Repeat exactly, and only, the lines running from the one that holds "Target: grass lawn" to the end of the records.

*** Opening Dataset ***

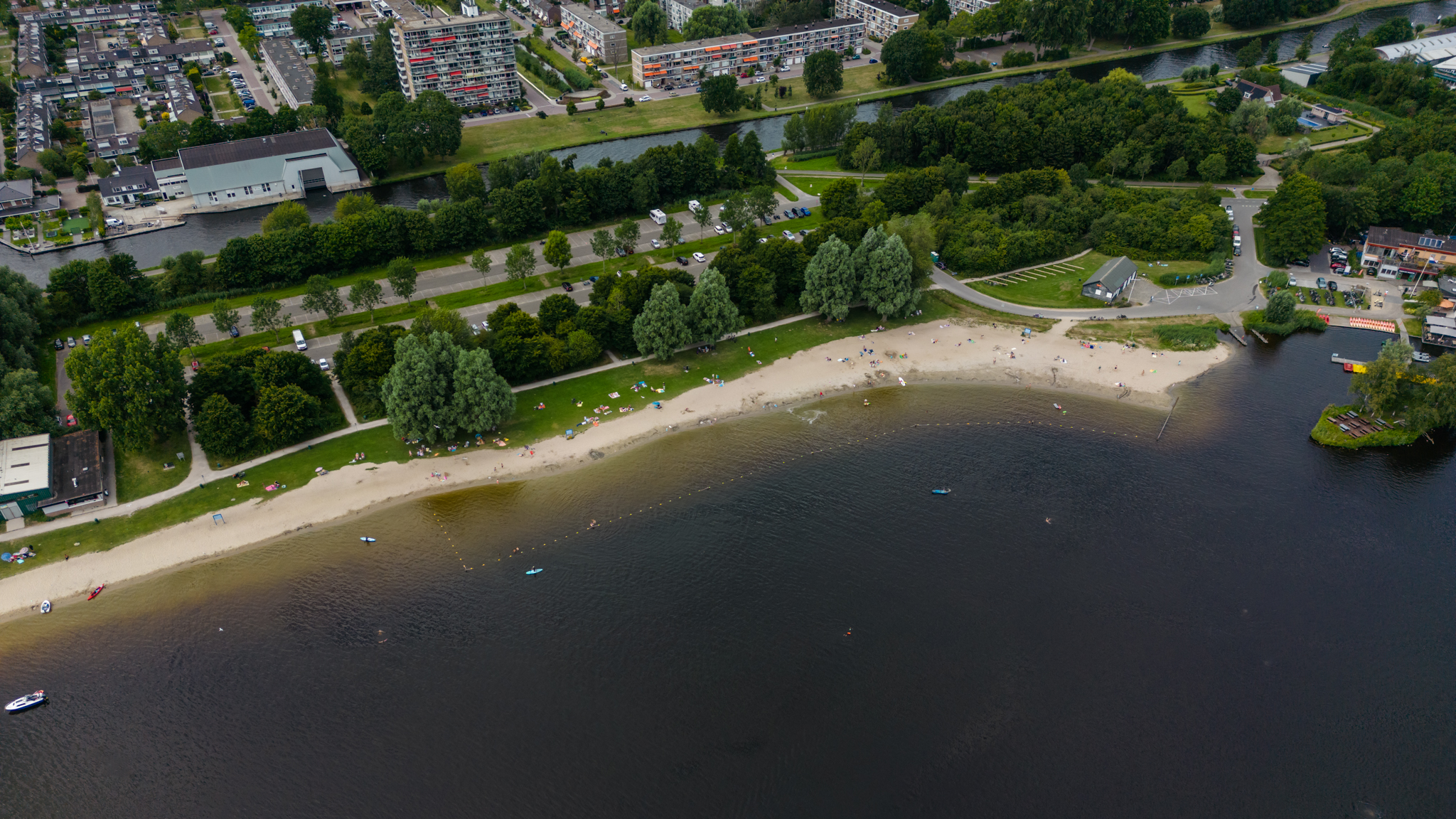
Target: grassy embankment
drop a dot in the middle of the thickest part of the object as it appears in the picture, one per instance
(140, 474)
(526, 424)
(1164, 333)
(290, 470)
(1329, 434)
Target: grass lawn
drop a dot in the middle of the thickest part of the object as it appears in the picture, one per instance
(291, 470)
(814, 186)
(1057, 286)
(1142, 331)
(1331, 434)
(140, 474)
(730, 360)
(815, 164)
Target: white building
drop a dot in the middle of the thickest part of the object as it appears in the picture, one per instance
(282, 166)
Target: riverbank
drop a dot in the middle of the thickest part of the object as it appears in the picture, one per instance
(941, 352)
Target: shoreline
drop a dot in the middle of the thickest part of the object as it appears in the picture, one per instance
(954, 352)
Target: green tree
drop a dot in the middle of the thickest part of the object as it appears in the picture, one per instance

*** Closing Dataset ***

**Reply to the task:**
Target: grass lawn
drop a dot in the middle of the thickest part of the object as it appears in the picture, one per instance
(291, 470)
(814, 186)
(1057, 286)
(1142, 331)
(1331, 434)
(140, 474)
(730, 360)
(815, 164)
Target: white building
drop a dot in the middle of the thickest part of the object as it appears in the picture, one per instance
(282, 166)
Target: riverbank
drop a dot in the middle of the thickest part of the object as it appears in the picture, one per instance
(941, 352)
Target: shoreline
drop a dot in the middle of the thickest part of the object as it appears in the picture, one per instance
(954, 352)
Target: green tree
drop a dot in the middle of the thickest part of the object as it appears in the picture, one per instance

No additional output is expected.